EXERCISE MATERIAL start
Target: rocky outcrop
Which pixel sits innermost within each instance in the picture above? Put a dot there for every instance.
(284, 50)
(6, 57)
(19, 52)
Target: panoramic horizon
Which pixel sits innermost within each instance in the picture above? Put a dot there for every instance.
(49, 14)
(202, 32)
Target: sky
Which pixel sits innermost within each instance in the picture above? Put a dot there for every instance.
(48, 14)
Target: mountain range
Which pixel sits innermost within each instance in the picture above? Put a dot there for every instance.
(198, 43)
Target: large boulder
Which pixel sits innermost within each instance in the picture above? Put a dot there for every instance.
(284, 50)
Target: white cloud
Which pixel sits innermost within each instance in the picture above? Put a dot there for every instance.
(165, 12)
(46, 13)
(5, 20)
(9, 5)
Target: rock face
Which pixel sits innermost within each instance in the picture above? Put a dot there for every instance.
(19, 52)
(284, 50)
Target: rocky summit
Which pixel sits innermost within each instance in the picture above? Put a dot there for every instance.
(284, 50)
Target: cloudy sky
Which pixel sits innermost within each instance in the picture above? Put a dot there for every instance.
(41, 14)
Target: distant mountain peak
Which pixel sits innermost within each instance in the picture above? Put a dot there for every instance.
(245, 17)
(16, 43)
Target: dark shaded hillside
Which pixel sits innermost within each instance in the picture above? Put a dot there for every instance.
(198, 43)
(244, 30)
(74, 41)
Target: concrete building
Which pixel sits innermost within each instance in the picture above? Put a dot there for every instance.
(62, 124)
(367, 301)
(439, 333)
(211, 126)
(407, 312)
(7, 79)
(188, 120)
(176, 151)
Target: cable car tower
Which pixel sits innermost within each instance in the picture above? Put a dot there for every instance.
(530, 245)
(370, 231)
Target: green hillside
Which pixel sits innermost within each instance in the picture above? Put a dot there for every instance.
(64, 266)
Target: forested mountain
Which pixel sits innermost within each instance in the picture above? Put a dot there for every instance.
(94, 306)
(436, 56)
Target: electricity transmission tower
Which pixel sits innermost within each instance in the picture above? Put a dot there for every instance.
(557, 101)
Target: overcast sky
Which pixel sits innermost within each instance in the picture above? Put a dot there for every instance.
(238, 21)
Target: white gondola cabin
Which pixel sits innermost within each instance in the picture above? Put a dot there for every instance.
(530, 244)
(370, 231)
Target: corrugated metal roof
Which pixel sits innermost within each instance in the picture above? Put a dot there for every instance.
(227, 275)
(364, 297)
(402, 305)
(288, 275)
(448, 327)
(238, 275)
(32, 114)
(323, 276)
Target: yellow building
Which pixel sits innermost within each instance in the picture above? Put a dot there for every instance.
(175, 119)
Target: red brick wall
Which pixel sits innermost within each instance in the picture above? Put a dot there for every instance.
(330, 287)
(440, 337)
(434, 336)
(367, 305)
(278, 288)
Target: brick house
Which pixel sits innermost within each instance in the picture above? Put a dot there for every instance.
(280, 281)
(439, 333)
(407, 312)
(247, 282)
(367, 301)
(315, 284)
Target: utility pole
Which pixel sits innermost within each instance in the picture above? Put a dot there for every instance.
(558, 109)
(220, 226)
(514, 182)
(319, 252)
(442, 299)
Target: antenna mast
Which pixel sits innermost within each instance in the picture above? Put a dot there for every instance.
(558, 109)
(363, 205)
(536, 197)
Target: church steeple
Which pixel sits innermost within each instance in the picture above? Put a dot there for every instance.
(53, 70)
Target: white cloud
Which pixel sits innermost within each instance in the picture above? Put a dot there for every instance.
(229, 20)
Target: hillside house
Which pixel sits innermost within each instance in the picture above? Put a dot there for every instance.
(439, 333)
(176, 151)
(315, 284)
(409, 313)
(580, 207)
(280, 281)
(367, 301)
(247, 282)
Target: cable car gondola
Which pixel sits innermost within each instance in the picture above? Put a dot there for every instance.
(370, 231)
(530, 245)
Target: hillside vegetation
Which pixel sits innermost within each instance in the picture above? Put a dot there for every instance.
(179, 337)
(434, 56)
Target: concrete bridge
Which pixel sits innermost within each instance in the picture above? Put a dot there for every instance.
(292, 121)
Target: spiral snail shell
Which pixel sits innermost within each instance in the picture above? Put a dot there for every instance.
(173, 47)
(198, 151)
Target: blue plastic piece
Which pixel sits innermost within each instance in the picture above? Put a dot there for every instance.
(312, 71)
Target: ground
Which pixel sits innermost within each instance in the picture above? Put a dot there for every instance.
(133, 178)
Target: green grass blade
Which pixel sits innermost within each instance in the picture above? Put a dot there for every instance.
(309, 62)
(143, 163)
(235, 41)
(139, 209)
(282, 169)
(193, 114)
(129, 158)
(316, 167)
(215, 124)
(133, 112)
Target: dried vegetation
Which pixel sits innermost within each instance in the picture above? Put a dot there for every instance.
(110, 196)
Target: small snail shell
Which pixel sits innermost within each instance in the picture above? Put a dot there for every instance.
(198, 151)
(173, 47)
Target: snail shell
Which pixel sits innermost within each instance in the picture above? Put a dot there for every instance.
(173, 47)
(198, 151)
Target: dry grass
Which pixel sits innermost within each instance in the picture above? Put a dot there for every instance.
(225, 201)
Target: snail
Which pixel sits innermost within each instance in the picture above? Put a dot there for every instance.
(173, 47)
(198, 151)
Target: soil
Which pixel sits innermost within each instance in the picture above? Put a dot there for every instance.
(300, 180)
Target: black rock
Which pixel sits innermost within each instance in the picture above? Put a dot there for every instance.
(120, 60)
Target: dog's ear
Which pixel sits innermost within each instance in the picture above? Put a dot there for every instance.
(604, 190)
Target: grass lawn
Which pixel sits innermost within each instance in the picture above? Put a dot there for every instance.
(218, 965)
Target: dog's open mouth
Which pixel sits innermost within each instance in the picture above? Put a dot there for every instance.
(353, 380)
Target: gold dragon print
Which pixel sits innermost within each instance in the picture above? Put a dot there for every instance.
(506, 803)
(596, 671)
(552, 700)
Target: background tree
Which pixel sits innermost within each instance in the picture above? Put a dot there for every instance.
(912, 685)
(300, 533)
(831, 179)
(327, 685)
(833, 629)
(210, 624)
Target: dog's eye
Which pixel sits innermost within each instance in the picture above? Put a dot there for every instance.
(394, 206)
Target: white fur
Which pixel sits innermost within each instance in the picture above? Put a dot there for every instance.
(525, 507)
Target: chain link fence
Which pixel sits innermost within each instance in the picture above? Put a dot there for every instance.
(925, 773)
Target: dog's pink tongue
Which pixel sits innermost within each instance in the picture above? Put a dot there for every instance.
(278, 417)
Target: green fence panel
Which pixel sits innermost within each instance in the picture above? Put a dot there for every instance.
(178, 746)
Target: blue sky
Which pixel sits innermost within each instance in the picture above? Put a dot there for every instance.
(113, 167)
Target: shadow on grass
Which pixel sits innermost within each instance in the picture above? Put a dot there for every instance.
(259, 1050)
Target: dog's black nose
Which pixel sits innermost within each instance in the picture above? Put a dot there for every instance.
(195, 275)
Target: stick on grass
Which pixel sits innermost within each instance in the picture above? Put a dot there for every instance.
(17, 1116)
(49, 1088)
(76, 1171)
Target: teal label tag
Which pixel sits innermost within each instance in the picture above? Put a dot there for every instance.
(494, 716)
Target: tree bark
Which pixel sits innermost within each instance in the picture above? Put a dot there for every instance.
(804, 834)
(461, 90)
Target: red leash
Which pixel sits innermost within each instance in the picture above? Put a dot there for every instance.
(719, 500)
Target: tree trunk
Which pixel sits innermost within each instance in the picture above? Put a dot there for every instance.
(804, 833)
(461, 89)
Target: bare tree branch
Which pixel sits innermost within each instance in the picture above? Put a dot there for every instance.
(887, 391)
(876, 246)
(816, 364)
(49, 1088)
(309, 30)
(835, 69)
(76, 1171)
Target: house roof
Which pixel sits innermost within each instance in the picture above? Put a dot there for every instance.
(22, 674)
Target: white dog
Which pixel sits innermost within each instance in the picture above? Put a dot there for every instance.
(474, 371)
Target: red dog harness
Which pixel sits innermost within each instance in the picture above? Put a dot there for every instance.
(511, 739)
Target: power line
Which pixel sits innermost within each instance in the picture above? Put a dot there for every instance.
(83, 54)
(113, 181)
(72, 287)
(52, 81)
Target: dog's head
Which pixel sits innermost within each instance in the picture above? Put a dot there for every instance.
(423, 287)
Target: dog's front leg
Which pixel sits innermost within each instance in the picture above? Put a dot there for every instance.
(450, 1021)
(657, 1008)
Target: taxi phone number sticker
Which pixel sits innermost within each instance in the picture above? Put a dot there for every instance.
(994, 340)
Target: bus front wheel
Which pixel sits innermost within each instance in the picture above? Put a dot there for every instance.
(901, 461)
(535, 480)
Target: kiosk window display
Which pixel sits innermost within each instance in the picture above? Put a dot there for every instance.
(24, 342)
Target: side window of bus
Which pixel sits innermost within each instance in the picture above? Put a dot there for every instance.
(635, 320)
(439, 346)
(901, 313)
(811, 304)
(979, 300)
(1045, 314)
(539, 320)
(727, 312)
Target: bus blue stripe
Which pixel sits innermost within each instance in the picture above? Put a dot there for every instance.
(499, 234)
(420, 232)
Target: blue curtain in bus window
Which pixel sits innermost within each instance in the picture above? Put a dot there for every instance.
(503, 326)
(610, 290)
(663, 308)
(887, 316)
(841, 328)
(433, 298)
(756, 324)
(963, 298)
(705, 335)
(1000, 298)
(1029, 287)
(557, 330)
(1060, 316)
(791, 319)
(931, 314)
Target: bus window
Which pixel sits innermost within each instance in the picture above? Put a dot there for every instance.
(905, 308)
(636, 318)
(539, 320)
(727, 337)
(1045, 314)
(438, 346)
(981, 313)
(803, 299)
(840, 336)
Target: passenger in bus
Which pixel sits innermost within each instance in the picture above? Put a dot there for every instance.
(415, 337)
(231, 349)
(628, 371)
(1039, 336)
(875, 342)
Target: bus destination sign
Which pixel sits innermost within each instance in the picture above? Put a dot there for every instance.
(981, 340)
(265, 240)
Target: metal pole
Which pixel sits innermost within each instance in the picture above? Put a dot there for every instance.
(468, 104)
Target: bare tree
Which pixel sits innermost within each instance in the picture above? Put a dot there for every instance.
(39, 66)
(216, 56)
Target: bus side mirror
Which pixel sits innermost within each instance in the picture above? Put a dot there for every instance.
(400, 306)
EXERCISE MATERIAL end
PROBLEM DETAILS → Reproduce only the lines running from the one with "Target: bus destination sign" through the final line of the listing above, both ends included.

SOLUTION FOR THIS EXERCISE →
Target: bus destination sign
Which pixel sits innermost within each instance in the picture above? Put a dot there for every instance.
(981, 340)
(265, 240)
Target: metal pole
Which pixel sits innermost within each instance in the picture above? Put a dot there for every instance.
(468, 104)
Target: bare tree
Which pixel sits innermost within each instance in the picture above? Put a dot there for every instance.
(39, 66)
(216, 56)
Target: bus side mirror
Which pixel sits innermost within each instance in the picture above? Put a dot there for every instance.
(400, 306)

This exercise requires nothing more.